» **SOURCE EXTRACT**
######

Nanotechnology provides techniques or processes for fabricating structures, devices, and systems with features at a molecular or atomic scale, e.g., structures in a range of one to hundreds of nanometers in some applications. For example, nanoscale materials can be configured to sizes similar to some large molecules, e.g., including biomolecules such as enzymes. These nanoscale materials are used to create a nanostructure, nanodevice, or a nanosystem that can exhibit various unique properties that are not present in the same materials at larger dimensions, and such unique properties of the nanoscale materials can be exploited for a wide range of applications, e.g., including the sensing of chemical or biological substances.
Chemical or biological sensors are analytical tools that can detect a chemical, substance, or organism using a sensing component coupled with a transducing element to convert a detection event into a signal for processing and/or display. For example, molecular sensors can be configured to use specific chemical properties or molecular recognition mechanisms to identify target molecular agents. The sensor can use the transducer element to transform a signal resulting from the detection of the molecular analyte by the sensing component into a different signal that can be addressed by a suitable transduction mechanism, for example, electrical, magnetic, mechanical, physicochemical, electrochemical, optical, piezoelectric, or others.

######

» **CHECK YOUR UNDERSTANDING**
1/ Answer these questions using the nanotechnology passage.
(a) What size range does the nanotechnology passage give for structures in some applications?
(b) What biomolecules does it name as an example of large molecules that nanoscale materials can match in size?
(c) What two uses does it give for the signal that a sensor produces from a detection event?
2/ Set down the part of the nanotechnology passage from "Chemical or biological sensors" to "piezoelectric, or others." word for word.
3/ Resume the nanotechnology passage after its last sentence with one more paragraph in the same style.

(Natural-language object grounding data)
######

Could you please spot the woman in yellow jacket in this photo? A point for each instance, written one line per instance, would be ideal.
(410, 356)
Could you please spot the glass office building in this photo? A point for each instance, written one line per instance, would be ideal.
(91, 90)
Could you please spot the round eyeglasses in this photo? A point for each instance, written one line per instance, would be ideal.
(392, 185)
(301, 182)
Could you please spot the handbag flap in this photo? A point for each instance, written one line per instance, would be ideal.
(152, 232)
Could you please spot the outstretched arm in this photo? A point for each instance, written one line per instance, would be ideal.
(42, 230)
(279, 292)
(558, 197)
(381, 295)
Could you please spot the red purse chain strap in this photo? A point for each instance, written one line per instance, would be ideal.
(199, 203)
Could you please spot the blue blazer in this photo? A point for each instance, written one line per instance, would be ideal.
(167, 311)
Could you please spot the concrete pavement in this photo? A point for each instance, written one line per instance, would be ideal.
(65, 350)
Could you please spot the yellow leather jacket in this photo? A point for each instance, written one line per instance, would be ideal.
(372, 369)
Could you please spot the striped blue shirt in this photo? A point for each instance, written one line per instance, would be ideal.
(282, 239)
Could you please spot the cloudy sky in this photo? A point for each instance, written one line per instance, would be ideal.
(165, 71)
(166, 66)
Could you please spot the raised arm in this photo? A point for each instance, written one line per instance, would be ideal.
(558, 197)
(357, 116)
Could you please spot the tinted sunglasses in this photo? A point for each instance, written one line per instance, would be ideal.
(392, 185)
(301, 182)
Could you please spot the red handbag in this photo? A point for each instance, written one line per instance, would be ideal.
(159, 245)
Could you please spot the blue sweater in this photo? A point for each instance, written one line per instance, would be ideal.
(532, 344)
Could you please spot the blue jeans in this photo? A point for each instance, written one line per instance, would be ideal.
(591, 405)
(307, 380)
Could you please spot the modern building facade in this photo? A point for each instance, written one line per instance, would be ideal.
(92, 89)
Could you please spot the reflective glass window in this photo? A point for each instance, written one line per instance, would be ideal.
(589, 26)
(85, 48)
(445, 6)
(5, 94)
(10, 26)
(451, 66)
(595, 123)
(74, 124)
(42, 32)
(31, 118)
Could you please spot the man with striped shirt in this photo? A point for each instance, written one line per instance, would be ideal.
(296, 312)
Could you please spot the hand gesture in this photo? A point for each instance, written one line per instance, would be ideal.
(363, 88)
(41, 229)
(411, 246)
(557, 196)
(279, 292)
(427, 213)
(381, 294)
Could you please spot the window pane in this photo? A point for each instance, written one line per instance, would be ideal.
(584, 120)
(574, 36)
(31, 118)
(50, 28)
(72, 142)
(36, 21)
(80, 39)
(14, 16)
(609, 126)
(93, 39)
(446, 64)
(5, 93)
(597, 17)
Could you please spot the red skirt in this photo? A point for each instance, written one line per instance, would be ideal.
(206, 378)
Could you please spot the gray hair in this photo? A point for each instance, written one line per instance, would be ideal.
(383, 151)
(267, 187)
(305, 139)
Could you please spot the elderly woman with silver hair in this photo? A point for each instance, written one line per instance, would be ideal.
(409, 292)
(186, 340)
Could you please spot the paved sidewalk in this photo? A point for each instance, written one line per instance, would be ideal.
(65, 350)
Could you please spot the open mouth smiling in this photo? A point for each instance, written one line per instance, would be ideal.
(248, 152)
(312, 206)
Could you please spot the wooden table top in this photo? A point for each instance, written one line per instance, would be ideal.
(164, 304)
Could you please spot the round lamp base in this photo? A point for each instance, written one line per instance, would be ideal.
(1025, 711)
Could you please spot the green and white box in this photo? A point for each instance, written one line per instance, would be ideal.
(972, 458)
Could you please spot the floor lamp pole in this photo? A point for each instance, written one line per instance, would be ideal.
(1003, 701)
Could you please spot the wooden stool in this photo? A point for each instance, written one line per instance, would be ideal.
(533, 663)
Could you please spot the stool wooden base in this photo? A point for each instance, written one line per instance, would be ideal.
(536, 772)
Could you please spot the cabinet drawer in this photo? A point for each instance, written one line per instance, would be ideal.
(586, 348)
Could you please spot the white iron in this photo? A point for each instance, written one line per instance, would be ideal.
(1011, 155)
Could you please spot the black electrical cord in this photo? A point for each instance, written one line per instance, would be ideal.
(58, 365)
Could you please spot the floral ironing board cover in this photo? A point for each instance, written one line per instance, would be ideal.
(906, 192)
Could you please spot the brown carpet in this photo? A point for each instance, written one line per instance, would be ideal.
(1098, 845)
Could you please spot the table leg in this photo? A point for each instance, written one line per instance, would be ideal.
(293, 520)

######

» **PER-TASK ANSWERS**
1/
(a) One to hundreds of nanometers.
(b) Enzymes.
(c) Processing and/or display.

2/
Chemical or biological sensors are analytical tools that can detect a chemical, substance, or organism using a sensing component coupled with a transducing element to convert a detection event into a signal for processing and/or display. For example, molecular sensors can be configured to use specific chemical properties or molecular recognition mechanisms to identify target molecular agents. The sensor can use the transducer element to transform a signal resulting from the detection of the molecular analyte by the sensing component into a different signal that can be addressed by a suitable transduction mechanism, for example, electrical, magnetic, mechanical, physicochemical, electrochemical, optical, piezoelectric, or others.

3/
Raman spectroscopy is a quantitative and nondestructive optical technique based on inelastic scattering of photons by molecular vibrations of materials (e.g., such as biopolymers) that is capable of detecting information on the biochemical composition of cells (e.g., amino acids and proteins, lipids, and nucleic acids, among others). For example, Raman spectroscopy can be used as a bio-characterization and analysis tool to study cellular events, e.g., such as chemical changes and cell death induced by drugs or toxins, as well as cellular changes at different time points in the cell cycle. Raman spectroscopy can provide data related to physiological processes occurring within a cell without the use of chemical tags, leaving cellular functions unaltered during observations and available for repeated monitoring of time-dependent events of the same cell.